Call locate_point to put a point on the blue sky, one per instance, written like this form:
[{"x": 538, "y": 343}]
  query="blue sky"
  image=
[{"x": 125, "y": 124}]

+ + + + + + +

WHAT TO WORK ON: Retype each line above exactly as written.

EXERCISE OUTPUT:
Call locate_point to put a point on the blue sky, one per instance, written like this form:
[{"x": 538, "y": 343}]
  query="blue sky"
  image=
[{"x": 125, "y": 124}]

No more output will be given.